## Texto del documento
Ese halo santificado le permitió al movimiento olímpico sostenerse y crecer con el avance de los tiempos capitalistas: su carácter universal lo vuelve una marca perfecta, que a nadie ofende, despolitizada, por encima de todo conflicto o interés. Con esa noción se construyó el actual edificio olímpico: hasta 1960, los Juegos eran rigurosamente amateur, hasta el clasismo, y combatían todo tipo de comercialización en nombre de la pureza del deporte; pero las posibilidades de estos megaeventos globales para hacer negocios se volvieron evidentes con la aparición de la televisión, y poco a poco el Olimpismo habilitó el ingreso de un sponsoreo controlado (el programa TOP: una selección pequeña de marcas que pagan, durante cuatro años, para poder ponerle a sus productos los anillos mágicos), y comprendió que debía hacerse con el dinero de los derechos de televisación. La puesta en escena del evento, sin embargo, la paga la ciudad: el COI no pone, casi, dinero. Lleva el mito, y entre la ciudad organizadora y los sponsors ansiosos de obtener algo de esa gloria olímpica hacen el resto: organización, construcción, financiamiento.

## Datos de origen

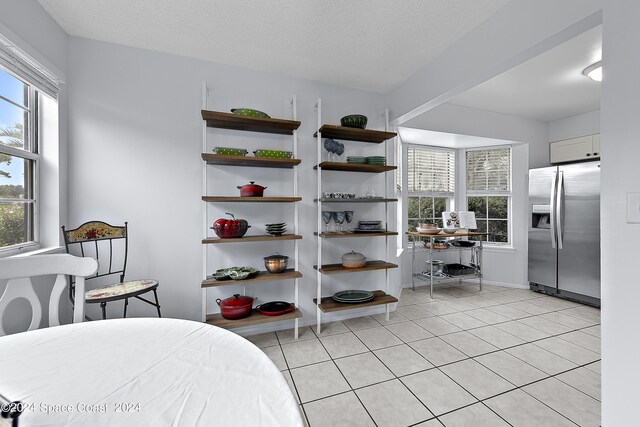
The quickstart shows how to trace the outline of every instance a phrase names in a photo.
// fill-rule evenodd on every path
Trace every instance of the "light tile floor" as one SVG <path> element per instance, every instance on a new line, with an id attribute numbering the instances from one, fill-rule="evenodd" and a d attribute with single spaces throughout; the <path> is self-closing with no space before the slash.
<path id="1" fill-rule="evenodd" d="M 526 289 L 404 289 L 397 311 L 248 337 L 319 426 L 599 426 L 600 310 Z"/>

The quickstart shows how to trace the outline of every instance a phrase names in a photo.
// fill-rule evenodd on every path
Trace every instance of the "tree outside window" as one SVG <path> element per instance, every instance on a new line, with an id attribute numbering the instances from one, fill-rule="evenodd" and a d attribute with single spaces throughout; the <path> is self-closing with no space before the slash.
<path id="1" fill-rule="evenodd" d="M 36 91 L 0 68 L 0 249 L 34 240 Z"/>
<path id="2" fill-rule="evenodd" d="M 510 242 L 511 147 L 468 150 L 467 210 L 475 212 L 476 237 L 495 244 Z"/>

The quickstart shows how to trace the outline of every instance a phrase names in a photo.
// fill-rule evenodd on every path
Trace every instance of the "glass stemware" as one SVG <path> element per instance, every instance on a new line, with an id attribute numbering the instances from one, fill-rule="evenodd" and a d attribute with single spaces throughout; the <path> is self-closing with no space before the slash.
<path id="1" fill-rule="evenodd" d="M 325 233 L 329 232 L 329 222 L 331 222 L 331 217 L 333 216 L 333 212 L 331 211 L 322 211 L 322 221 L 324 221 L 325 225 Z"/>
<path id="2" fill-rule="evenodd" d="M 344 144 L 343 143 L 338 142 L 338 147 L 337 147 L 335 153 L 338 155 L 337 161 L 339 162 L 341 160 L 340 156 L 342 156 L 342 154 L 344 153 Z"/>
<path id="3" fill-rule="evenodd" d="M 338 233 L 342 233 L 342 223 L 345 219 L 345 213 L 343 211 L 337 211 L 333 213 L 333 220 L 340 225 L 340 230 Z"/>
<path id="4" fill-rule="evenodd" d="M 344 211 L 344 219 L 347 220 L 347 233 L 351 233 L 351 221 L 353 221 L 353 211 Z"/>

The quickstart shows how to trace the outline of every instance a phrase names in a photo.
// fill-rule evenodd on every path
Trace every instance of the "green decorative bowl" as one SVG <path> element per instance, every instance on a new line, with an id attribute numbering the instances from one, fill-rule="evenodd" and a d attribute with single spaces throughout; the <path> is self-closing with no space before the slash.
<path id="1" fill-rule="evenodd" d="M 252 110 L 251 108 L 232 108 L 231 112 L 239 116 L 261 117 L 263 119 L 271 118 L 267 113 L 262 111 Z"/>
<path id="2" fill-rule="evenodd" d="M 233 280 L 246 280 L 249 278 L 250 273 L 246 271 L 234 271 L 229 274 L 229 277 Z"/>
<path id="3" fill-rule="evenodd" d="M 213 147 L 213 152 L 216 154 L 222 154 L 225 156 L 246 156 L 248 151 L 244 148 L 231 148 L 231 147 Z"/>
<path id="4" fill-rule="evenodd" d="M 364 129 L 367 127 L 367 120 L 367 116 L 363 116 L 362 114 L 351 114 L 341 118 L 340 124 L 348 128 Z"/>
<path id="5" fill-rule="evenodd" d="M 291 151 L 281 151 L 281 150 L 256 150 L 253 152 L 256 157 L 263 157 L 268 159 L 290 159 L 293 157 L 293 153 Z"/>

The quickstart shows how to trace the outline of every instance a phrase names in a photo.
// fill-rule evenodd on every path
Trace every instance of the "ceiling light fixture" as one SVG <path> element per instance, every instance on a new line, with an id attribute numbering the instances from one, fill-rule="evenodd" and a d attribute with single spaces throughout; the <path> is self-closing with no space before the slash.
<path id="1" fill-rule="evenodd" d="M 595 64 L 589 65 L 587 68 L 582 70 L 582 74 L 589 77 L 591 80 L 601 82 L 602 81 L 602 61 L 598 61 Z"/>

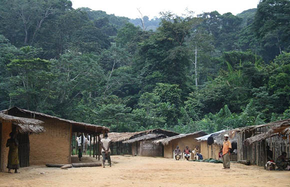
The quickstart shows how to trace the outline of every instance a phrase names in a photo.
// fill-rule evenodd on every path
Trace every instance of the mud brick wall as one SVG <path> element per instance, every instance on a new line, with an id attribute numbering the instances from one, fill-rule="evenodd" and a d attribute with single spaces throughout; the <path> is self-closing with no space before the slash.
<path id="1" fill-rule="evenodd" d="M 38 118 L 46 131 L 31 134 L 30 165 L 68 164 L 71 162 L 72 125 L 58 120 Z"/>
<path id="2" fill-rule="evenodd" d="M 163 146 L 154 144 L 151 140 L 140 141 L 140 154 L 142 156 L 163 157 Z"/>
<path id="3" fill-rule="evenodd" d="M 198 142 L 196 138 L 202 136 L 204 135 L 194 135 L 172 140 L 168 145 L 164 146 L 164 157 L 173 158 L 173 151 L 177 146 L 179 146 L 179 149 L 182 152 L 184 151 L 186 146 L 188 146 L 192 151 L 194 149 L 196 146 L 200 147 L 200 142 Z M 193 159 L 193 157 L 192 159 Z"/>
<path id="4" fill-rule="evenodd" d="M 218 160 L 218 152 L 220 146 L 216 144 L 208 145 L 206 141 L 203 141 L 200 143 L 200 153 L 202 155 L 204 159 L 214 159 Z"/>
<path id="5" fill-rule="evenodd" d="M 5 172 L 6 170 L 7 163 L 8 162 L 8 152 L 9 148 L 6 147 L 6 142 L 10 137 L 9 134 L 12 131 L 12 124 L 10 122 L 2 123 L 2 135 L 1 140 L 1 155 L 0 155 L 0 162 L 1 162 L 1 172 Z"/>

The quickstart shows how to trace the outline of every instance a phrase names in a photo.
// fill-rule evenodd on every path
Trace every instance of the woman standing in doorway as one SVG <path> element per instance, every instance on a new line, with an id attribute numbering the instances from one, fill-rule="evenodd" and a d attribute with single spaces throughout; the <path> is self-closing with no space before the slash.
<path id="1" fill-rule="evenodd" d="M 16 134 L 12 132 L 9 134 L 10 138 L 7 140 L 6 147 L 9 147 L 8 153 L 8 173 L 11 174 L 11 169 L 15 170 L 16 174 L 19 174 L 17 170 L 19 169 L 19 160 L 18 159 L 18 141 L 16 139 Z"/>

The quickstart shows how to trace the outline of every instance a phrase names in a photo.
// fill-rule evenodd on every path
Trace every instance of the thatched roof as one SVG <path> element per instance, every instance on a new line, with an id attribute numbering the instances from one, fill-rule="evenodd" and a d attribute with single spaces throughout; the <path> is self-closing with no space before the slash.
<path id="1" fill-rule="evenodd" d="M 270 123 L 264 125 L 270 127 L 268 132 L 247 138 L 244 143 L 246 144 L 252 144 L 275 136 L 290 134 L 290 119 Z"/>
<path id="2" fill-rule="evenodd" d="M 20 133 L 40 133 L 45 131 L 44 128 L 39 125 L 44 123 L 40 120 L 0 113 L 0 121 L 12 123 L 18 127 L 18 129 Z"/>
<path id="3" fill-rule="evenodd" d="M 224 144 L 224 136 L 226 134 L 228 135 L 228 140 L 230 141 L 230 142 L 237 142 L 237 129 L 236 129 L 236 130 L 234 129 L 224 131 L 220 133 L 218 136 L 214 137 L 216 143 L 218 145 L 222 145 Z"/>
<path id="4" fill-rule="evenodd" d="M 157 140 L 154 141 L 153 143 L 156 144 L 158 144 L 161 143 L 161 144 L 163 144 L 164 146 L 165 146 L 165 145 L 168 145 L 170 142 L 171 142 L 172 141 L 174 140 L 190 136 L 197 135 L 198 134 L 200 135 L 200 136 L 202 136 L 206 135 L 207 134 L 204 133 L 204 131 L 202 131 L 196 132 L 194 133 L 190 133 L 190 134 L 180 134 L 178 135 L 172 136 L 171 137 L 168 137 L 168 138 L 164 138 L 164 139 L 161 139 L 161 140 Z"/>
<path id="5" fill-rule="evenodd" d="M 117 142 L 129 140 L 136 134 L 136 133 L 110 133 L 108 135 L 112 142 Z M 100 137 L 102 138 L 102 135 L 101 135 Z"/>
<path id="6" fill-rule="evenodd" d="M 162 134 L 168 137 L 179 135 L 179 133 L 173 131 L 160 129 L 150 129 L 134 133 L 110 133 L 108 135 L 108 138 L 111 140 L 112 142 L 117 142 L 125 141 L 138 136 L 150 134 Z M 102 135 L 100 136 L 100 138 L 102 138 Z"/>
<path id="7" fill-rule="evenodd" d="M 13 107 L 8 110 L 2 111 L 0 112 L 10 115 L 28 116 L 30 118 L 35 118 L 36 116 L 42 117 L 44 118 L 52 119 L 62 122 L 68 123 L 72 125 L 72 131 L 80 133 L 101 133 L 102 131 L 108 133 L 110 131 L 109 128 L 104 126 L 100 126 L 82 122 L 78 122 L 72 120 L 66 120 L 56 116 L 31 111 L 28 110 L 22 109 L 18 107 Z"/>
<path id="8" fill-rule="evenodd" d="M 132 144 L 132 143 L 140 141 L 148 140 L 161 137 L 167 137 L 162 134 L 148 134 L 148 135 L 135 138 L 131 140 L 124 141 L 122 143 L 123 144 Z"/>
<path id="9" fill-rule="evenodd" d="M 220 133 L 222 133 L 226 131 L 224 130 L 222 130 L 222 131 L 218 131 L 216 132 L 215 133 L 212 133 L 212 134 L 210 134 L 209 135 L 206 135 L 206 136 L 202 136 L 201 137 L 198 137 L 198 138 L 196 138 L 196 139 L 200 141 L 207 141 L 208 140 L 208 138 L 210 137 L 210 136 L 212 136 L 212 137 L 215 137 L 216 136 L 220 134 Z"/>

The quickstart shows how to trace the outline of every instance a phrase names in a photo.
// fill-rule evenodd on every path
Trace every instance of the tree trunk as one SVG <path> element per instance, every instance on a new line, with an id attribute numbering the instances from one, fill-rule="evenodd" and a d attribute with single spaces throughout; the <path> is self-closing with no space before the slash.
<path id="1" fill-rule="evenodd" d="M 197 56 L 198 56 L 198 49 L 196 48 L 196 62 L 194 63 L 194 70 L 196 71 L 196 86 L 198 87 L 198 69 L 197 69 Z"/>
<path id="2" fill-rule="evenodd" d="M 101 163 L 74 163 L 72 164 L 74 168 L 80 168 L 80 167 L 94 167 L 96 166 L 102 166 Z"/>
<path id="3" fill-rule="evenodd" d="M 60 168 L 62 169 L 66 169 L 67 168 L 72 168 L 72 165 L 71 164 L 67 164 L 60 167 Z"/>
<path id="4" fill-rule="evenodd" d="M 66 165 L 66 164 L 46 164 L 46 166 L 47 167 L 50 168 L 60 168 Z"/>

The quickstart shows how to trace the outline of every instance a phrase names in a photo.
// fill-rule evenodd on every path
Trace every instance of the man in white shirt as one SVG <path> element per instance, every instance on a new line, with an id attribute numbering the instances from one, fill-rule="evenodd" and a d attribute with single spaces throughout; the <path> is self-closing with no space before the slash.
<path id="1" fill-rule="evenodd" d="M 105 134 L 104 138 L 100 140 L 100 146 L 102 146 L 102 167 L 104 168 L 104 162 L 108 160 L 108 163 L 110 163 L 110 167 L 112 166 L 110 150 L 110 144 L 111 140 L 108 138 L 108 134 Z"/>

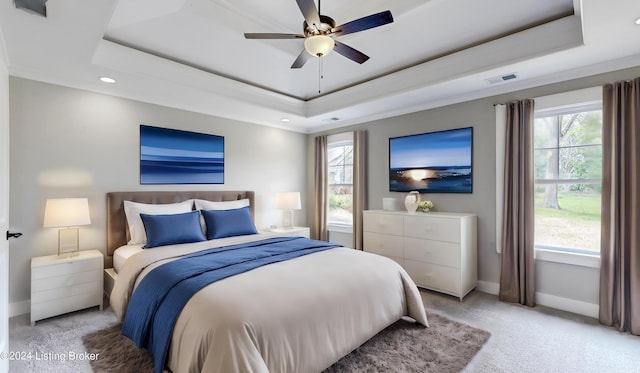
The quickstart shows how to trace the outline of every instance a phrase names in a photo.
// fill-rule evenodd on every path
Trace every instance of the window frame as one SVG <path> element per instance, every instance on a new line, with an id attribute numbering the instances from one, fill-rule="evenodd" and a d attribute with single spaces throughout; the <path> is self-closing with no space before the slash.
<path id="1" fill-rule="evenodd" d="M 351 146 L 353 147 L 353 132 L 345 132 L 337 135 L 330 135 L 327 137 L 327 153 L 329 149 L 332 147 L 341 147 L 341 146 Z M 343 165 L 344 166 L 344 165 Z M 329 164 L 327 162 L 327 171 L 329 169 Z M 351 233 L 353 230 L 353 214 L 351 216 L 351 223 L 344 223 L 339 221 L 330 221 L 329 220 L 329 191 L 330 191 L 331 183 L 327 182 L 327 229 L 329 231 L 334 232 L 342 232 L 342 233 Z M 349 184 L 353 188 L 353 164 L 351 164 L 351 184 Z M 353 195 L 353 194 L 352 194 Z"/>
<path id="2" fill-rule="evenodd" d="M 540 105 L 538 105 L 540 103 Z M 550 117 L 554 115 L 569 115 L 588 111 L 602 110 L 602 89 L 593 87 L 590 89 L 567 92 L 553 96 L 536 98 L 535 119 Z M 558 152 L 564 148 L 585 147 L 585 146 L 602 146 L 601 144 L 583 144 L 575 146 L 561 146 L 560 139 L 557 139 L 557 145 L 547 148 L 532 148 L 532 151 L 553 149 Z M 532 154 L 534 156 L 534 154 Z M 558 162 L 560 162 L 558 157 Z M 534 178 L 534 185 L 549 184 L 602 184 L 602 178 L 558 178 L 558 179 L 537 179 Z M 557 262 L 564 264 L 572 264 L 583 267 L 600 268 L 600 252 L 579 248 L 562 248 L 535 244 L 535 258 L 537 260 Z"/>

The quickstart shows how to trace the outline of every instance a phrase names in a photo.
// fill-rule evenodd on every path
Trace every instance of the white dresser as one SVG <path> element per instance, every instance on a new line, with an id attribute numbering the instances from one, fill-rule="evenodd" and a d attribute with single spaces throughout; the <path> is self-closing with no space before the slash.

## Tarea por realizar
Según el texto sobre el movimiento olímpico, ¿hasta qué año los Juegos fueron rigurosamente amateur?

## Resultado de tarea
Hasta 1960.